Dataset records |
──────────────────────────────
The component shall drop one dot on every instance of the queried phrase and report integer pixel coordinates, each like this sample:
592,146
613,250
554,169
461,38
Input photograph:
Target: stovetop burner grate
──────────────────────────────
Exercise aim | Repeat the data in full. Alter nothing.

Your response |
The component shall drop one dot on every instance of the queried phrase and report integer pixel coordinates, each like this sample:
592,146
613,250
554,169
461,38
Input photograph:
Target: stovetop burner grate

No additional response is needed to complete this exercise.